C'est quand même incroyable cette tradition du retournement des morts à Madagascar ! Remarquez, chez nous en Occident, on dit tellement de conneries et on en fait tellement que nos morts se retournent souvent dans leurs tombes. Et aussi, n'a-t-on pas exhumé X fois ce pauvre Yves Montand ? Je me demande si, même mort, il ne lui arrive pas de sortir en douce pour signer des pétitions de Saint-Germain-des-Près. Il aimait tellement signer les pétitions ! Nul doute qu'aujourd'hui il ferait partie des grands signataires anti-taurins tels que Bardot, Delon, Belmondo et Rochefort.
Je vais parfois lire sur internet le journal de Cenicientos. Les pauvres aficionados a los toros sont confrontés à la connerie anti-taurine du maire PSOE. Il a déjà sucré la subvention pour les corridas de la feria. Ma copine Juani est scandalisée, révoltée (et je n'ai pas dit "indignée"...).

····················

> _OBJECTIF_
Relevez, dans l'extrait, tous les noms de personnalités citées comme grands signataires anti-taurins. Appuyez-vous uniquement sur l'extrait.

> _DONNÉES FOURNIES_
····················

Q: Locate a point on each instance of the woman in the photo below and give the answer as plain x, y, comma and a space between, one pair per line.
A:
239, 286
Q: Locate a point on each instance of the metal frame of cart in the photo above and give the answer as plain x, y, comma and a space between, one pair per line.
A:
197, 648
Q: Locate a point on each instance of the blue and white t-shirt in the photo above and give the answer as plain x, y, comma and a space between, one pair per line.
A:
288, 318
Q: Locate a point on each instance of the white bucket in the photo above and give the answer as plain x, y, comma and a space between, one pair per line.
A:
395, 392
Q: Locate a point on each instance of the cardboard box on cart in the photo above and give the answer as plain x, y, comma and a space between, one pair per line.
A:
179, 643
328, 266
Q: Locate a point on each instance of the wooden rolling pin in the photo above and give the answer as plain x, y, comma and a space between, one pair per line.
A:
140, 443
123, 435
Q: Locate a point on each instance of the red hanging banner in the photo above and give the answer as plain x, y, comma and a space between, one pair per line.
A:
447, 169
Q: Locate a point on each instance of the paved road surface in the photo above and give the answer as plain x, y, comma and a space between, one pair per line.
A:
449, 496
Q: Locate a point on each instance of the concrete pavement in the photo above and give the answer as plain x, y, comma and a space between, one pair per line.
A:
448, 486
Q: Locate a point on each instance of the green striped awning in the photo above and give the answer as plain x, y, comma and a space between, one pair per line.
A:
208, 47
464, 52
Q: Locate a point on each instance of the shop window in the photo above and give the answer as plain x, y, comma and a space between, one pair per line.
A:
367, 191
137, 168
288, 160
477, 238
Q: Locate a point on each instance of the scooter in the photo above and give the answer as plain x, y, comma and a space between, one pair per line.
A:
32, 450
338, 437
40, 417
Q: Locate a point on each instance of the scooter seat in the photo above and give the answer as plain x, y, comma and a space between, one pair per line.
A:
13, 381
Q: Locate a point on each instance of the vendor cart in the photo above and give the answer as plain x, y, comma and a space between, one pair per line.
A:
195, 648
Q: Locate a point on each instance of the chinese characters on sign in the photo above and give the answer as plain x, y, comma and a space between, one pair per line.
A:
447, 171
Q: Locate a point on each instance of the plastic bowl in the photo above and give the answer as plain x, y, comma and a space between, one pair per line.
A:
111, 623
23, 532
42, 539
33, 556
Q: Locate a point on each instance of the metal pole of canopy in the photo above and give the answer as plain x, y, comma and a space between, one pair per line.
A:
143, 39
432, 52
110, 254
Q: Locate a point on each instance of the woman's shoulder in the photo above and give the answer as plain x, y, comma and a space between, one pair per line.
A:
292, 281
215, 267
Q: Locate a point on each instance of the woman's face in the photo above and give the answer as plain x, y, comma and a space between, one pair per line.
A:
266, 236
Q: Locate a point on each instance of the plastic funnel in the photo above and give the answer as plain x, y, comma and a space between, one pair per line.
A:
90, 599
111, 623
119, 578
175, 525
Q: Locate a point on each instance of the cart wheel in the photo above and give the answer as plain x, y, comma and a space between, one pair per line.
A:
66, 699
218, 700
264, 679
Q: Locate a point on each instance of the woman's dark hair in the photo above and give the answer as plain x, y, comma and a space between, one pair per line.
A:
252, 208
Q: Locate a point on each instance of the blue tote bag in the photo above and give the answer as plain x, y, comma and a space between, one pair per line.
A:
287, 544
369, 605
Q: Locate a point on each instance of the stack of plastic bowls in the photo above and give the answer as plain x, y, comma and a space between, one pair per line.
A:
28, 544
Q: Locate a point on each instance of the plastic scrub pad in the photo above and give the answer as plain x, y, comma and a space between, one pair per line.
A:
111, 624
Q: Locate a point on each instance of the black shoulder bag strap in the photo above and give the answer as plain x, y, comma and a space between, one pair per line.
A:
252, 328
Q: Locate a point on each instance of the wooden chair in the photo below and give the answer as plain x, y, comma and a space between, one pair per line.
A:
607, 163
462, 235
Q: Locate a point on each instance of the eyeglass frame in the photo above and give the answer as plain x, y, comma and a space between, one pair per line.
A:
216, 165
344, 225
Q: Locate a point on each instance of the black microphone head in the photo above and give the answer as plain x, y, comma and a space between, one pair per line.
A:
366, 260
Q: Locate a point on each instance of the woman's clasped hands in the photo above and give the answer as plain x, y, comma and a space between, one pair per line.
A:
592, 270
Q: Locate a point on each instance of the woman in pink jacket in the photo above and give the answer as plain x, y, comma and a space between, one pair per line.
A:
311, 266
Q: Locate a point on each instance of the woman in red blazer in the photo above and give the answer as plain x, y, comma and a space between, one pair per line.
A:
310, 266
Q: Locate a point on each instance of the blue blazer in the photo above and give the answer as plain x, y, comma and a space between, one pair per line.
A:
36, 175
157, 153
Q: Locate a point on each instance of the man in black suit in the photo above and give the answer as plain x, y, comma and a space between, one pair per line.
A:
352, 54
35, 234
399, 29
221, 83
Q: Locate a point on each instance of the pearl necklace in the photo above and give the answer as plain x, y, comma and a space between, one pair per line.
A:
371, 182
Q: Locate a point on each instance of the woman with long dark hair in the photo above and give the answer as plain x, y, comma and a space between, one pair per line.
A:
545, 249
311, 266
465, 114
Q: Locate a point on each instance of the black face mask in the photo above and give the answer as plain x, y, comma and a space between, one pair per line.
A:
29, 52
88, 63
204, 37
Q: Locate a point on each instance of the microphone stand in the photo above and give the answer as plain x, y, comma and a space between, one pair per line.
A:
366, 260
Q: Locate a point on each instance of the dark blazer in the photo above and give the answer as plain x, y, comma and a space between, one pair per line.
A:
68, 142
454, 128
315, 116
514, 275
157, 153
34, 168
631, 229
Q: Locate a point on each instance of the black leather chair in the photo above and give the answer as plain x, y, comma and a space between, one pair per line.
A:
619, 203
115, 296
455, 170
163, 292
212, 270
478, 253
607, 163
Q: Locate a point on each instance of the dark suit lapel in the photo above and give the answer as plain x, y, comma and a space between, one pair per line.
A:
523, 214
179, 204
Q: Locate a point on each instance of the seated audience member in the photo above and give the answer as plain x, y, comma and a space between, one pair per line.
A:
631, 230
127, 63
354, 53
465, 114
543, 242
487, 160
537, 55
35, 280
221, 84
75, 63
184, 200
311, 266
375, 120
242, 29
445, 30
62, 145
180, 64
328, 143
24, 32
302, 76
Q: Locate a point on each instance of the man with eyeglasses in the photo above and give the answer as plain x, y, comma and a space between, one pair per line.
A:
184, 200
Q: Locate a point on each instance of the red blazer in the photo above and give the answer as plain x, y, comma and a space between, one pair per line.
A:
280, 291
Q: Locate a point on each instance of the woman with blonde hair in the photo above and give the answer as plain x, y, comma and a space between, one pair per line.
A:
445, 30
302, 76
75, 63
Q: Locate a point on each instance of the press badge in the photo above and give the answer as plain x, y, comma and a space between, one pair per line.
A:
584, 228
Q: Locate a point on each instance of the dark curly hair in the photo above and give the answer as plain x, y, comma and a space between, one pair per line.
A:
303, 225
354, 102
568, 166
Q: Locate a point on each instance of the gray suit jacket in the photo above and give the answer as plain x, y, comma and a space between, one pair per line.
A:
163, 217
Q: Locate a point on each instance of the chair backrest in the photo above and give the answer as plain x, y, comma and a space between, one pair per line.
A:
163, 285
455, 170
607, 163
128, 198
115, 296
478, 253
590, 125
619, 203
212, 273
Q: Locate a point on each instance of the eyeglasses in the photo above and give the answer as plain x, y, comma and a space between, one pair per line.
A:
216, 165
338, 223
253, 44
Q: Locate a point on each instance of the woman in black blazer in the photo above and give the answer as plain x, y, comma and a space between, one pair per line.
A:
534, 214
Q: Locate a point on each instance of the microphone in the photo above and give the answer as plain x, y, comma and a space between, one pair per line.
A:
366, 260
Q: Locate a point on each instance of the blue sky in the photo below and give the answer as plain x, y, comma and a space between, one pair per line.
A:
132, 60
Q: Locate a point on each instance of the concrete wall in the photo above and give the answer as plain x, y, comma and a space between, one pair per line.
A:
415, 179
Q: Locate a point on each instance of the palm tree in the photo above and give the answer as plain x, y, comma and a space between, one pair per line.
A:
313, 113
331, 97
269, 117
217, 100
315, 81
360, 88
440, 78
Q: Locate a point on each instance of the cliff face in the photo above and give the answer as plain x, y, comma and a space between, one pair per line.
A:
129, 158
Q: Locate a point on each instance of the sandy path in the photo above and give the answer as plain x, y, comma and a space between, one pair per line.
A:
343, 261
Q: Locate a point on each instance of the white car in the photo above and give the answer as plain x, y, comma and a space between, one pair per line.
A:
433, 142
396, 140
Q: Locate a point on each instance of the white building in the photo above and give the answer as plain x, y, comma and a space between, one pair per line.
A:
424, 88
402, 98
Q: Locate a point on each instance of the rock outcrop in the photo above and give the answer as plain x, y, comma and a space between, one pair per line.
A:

····················

> _RÉPONSE RÉDIGÉE_
Bardot, Delon, Belmondo et Rochefort.